**Objectif:** Poursuivez le texte sur l'empreinte carbone du numérique dans les services publics en reprenant après sa dernière phrase.

### Extrait du document

Auteurs

Thomas GAILLARD

Thomas Gaillard,
Partner

Paul Mathieu,
Consultant

Anne-Louise Fournier,
Consultante

Face à l’explosion des usages du numérique, amplifiée par la crise liée au Covid-19, et alors que l’accélération de la transition écologique est souvent citée dans les feuilles de route et plans de relance pour préparer « le monde d’après », la question de la réduction de l’empreinte carbone du numérique semble plus que jamais d’actualité.

La crise sanitaire pourrait-elle créer l’opportunité d’infléchir la trajectoire d’un développement numérique encore trop souvent décorrélé de toute préoccupation écologique ?

De la mesure de l’impact environnemental de son système d’information au pilotage d’une stratégie de sobriété numérique, quelques réflexions, sources utiles et actions envisageables à court terme pour les services publics.

Le 17 mars, le confinement est entré en vigueur en France. Les administrations comme les entreprises ont été contraintes dans ce cadre d’organiser le travail à distance de leurs collaborateurs. Les mieux préparées ont eu besoin de quelques jours pour s’adapter à ces nouvelles conditions. Toutes les organisations n’étaient pas prêtes, technologiquement et culturellement, à basculer sur cette configuration. Elles ont dû par conséquent opérer une transformation numérique interne dans des délais records, là où on avait pu jusqu’à présent se heurter à des résistances.

Par ailleurs, afin de prévenir un accroissement de la fracture numérique l’Etat a lancé dans ce contexte la plateforme numérique « solidarité-numérique » afin d’aider les personnes éloignées des usages numériques en les orientant directement vers les services en ligne essentiels. Cette solution a été complétée par la mise en place d’un numéro téléphonique dédié à l’accompagnement des usagers dans la prise en main des services publics dématérialisés (1).

Mais on doit s’interroger sur l’impact environnemental de ces nouveaux outils qui ont vu leurs usages s’accélérer pendant la pandémie. La visio-conférence, les plateformes de travail collaboratif et les applications numériques déployées pendant ce confinement sont très consommatrices en énergie. Ces réflexions questionnent donc aussi la capacité de résilience et de fonctionnement en mode dégradé du numérique et donc de la pertinence de l’hybridation de solutions low tech et high tech.

######
### Lignes fournies

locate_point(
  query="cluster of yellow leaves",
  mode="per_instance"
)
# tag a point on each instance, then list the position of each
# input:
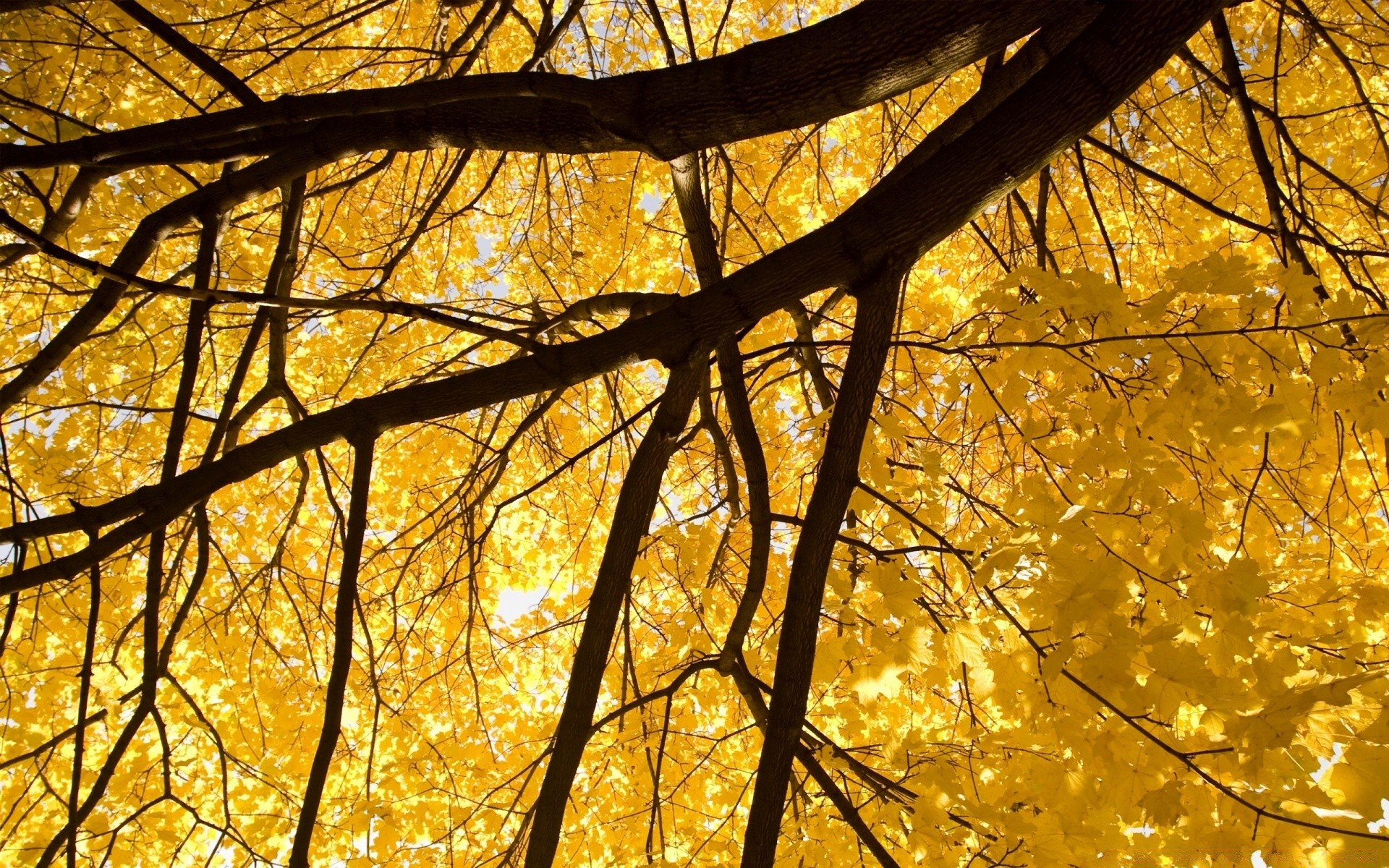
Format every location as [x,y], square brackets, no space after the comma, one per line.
[1170,490]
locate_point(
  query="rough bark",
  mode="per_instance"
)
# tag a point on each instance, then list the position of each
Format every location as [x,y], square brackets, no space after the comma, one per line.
[804,590]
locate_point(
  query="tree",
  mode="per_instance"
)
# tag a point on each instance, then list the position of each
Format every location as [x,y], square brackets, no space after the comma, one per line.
[697,433]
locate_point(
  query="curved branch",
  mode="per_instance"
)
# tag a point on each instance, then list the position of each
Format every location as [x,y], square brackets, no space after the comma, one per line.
[857,59]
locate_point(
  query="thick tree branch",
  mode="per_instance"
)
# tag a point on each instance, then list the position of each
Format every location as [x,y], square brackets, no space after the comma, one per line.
[631,520]
[344,613]
[1076,90]
[857,59]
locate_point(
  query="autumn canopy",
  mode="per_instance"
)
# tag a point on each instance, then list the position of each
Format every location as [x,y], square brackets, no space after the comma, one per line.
[694,433]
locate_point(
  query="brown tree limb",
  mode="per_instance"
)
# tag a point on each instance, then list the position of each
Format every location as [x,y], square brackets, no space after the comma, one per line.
[800,623]
[1076,90]
[631,520]
[870,53]
[336,689]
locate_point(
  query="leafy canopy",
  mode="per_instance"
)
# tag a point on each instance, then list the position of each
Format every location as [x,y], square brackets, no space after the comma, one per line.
[1110,588]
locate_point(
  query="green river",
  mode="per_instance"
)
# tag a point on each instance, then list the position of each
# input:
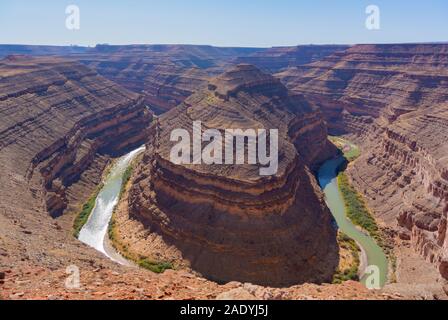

######

**Réponse proposée:**
Or l’enjeu est grand dans les services publics où encore moins de 20 % des démarches administratives sont dématérialisées (au sens qu’elles peuvent se réaliser entièrement en ligne, que les usagers peuvent interagir avec les agents, et que les agents eux-mêmes peuvent œuvrer collectivement à la réponse et l’instruction d’une demande) et que l’objectif fixé par le Gouvernement vise à offrir 100% des services publics dématérialisés aux Français à horizon 2022.

Envisager un changement de paradigme au travers de la sobriété numérique

Apparu en France il y a une dizaine d’années, le concept de sobriété numérique a vocation à promouvoir l’éco-conception des projets numériques, les low-tech ainsi que les pratiques visant à réduire l’empreinte écologique du numérique. Ce concept a largement émergé à la suite de rapports, notamment ceux publiés par le think-tank The Shift Project.

Consommer du numérique, c’est donc à la fois une quantité d’intrants nécessaires à l’utilisation du numérique, à l’énergie consommée pour l’utilisation des infrastructures réseaux et des terminaux, à l’énergie dépensée pour faire circuler les informations à partir des Datas Center, mais aussi et surtout à la fabrication de ces technologies.

La pollution numérique se définit comme la pollution immédiate et directe de la consommation numérique. Elle se caractérise par une émission de gaz à effet de serre, proche de celle mesurée pour la circulation des poids lourds.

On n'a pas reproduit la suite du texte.